**Do this:** The entries below are to be written out again without alteration.

**Task input:**
※ ※ ※

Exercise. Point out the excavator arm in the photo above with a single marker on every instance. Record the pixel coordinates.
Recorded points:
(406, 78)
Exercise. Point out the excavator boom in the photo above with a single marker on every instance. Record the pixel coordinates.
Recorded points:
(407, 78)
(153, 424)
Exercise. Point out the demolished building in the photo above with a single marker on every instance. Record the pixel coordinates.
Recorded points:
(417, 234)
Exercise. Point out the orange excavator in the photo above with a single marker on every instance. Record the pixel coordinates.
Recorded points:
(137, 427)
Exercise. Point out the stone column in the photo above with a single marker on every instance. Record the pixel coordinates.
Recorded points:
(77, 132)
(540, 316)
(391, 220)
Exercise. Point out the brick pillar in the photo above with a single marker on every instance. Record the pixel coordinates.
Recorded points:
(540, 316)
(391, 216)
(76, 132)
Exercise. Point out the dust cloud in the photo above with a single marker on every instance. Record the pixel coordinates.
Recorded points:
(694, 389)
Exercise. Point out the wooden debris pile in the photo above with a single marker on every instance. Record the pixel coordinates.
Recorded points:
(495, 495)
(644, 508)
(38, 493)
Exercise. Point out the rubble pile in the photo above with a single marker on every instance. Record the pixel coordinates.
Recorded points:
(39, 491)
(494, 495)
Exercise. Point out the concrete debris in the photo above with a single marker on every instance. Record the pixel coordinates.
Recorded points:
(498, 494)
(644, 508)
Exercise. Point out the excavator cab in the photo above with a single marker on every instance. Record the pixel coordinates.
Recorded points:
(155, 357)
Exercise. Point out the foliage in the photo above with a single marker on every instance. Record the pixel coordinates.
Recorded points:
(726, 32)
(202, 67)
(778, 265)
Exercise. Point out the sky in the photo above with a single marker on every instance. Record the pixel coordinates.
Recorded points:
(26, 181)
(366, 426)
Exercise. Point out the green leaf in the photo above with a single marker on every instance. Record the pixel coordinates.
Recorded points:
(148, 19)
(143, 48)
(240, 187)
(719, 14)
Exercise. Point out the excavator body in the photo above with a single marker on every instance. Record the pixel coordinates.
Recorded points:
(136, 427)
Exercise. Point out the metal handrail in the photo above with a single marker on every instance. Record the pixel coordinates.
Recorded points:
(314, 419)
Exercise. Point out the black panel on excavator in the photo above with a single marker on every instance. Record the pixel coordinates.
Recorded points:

※ ※ ※

**Reply to the exercise:**
Exercise. Point out the excavator arm in the photo above with a single marker on every instance. Record the pixel coordinates.
Recorded points:
(406, 78)
Exercise. Point out the excavator boom in the photo above with a single marker on every instance. Record the pixel coordinates.
Recorded points:
(407, 78)
(153, 424)
Exercise. Point out the demolished building in the photo above with a single marker on every instance. Record the pixel coordinates.
Recorded points:
(417, 234)
Exercise. Point out the orange excavator in the photo above with a single marker on every instance. Record the pixel coordinates.
Recorded points:
(137, 427)
Exercise. Point out the stone column in the photo above with a single marker on every instance. Record the pixel coordinates.
Recorded points:
(77, 132)
(540, 316)
(391, 220)
Exercise. Point out the brick pillar in the photo above with a single marker on every instance. Record the pixel coordinates.
Recorded points:
(540, 316)
(391, 216)
(76, 132)
Exercise. Point out the dust cloud in the photo above with a single marker on every instance. Record the pixel coordinates.
Recorded points:
(694, 389)
Exercise. Point out the wooden debris pile in the photo above with a single marker on every instance. Record the pixel coordinates.
Recorded points:
(495, 495)
(644, 508)
(38, 493)
Exercise. Point out the rubble pile in the photo above with a single marker on every instance. Record the pixel coordinates.
Recorded points:
(39, 491)
(494, 495)
Exercise. Point out the concrete debris in the photo above with a single marker on every instance. Record the pixel coordinates.
Recorded points:
(498, 494)
(644, 508)
Exercise. Point out the excavator cab in the photo above with a single marker on every instance. Record the pixel coordinates.
Recorded points:
(155, 357)
Exercise. Point out the foliage in the photo above with a single marker on every instance. Record the pixel coordinates.
Recorded points:
(726, 32)
(202, 67)
(778, 265)
Exercise. Point out the sky in the photo above with a single marker on every instance. Record the pixel coordinates.
Recorded points:
(26, 181)
(366, 426)
Exercise. Point out the green leaf in the photo above with a single marker on every instance. Record the pixel coordinates.
Recorded points:
(148, 19)
(143, 48)
(240, 187)
(719, 14)
Exercise. Point out the excavator body in the photo above with a single marker on every instance. Record the pixel coordinates.
Recorded points:
(136, 427)
Exercise. Point out the metal handrail in the photo above with a single marker on every instance. Record the pixel coordinates.
Recorded points:
(314, 419)
Exercise. Point out the black panel on excavator in the photo above with a single marker on every instance. Record the pixel coordinates.
Recorded points:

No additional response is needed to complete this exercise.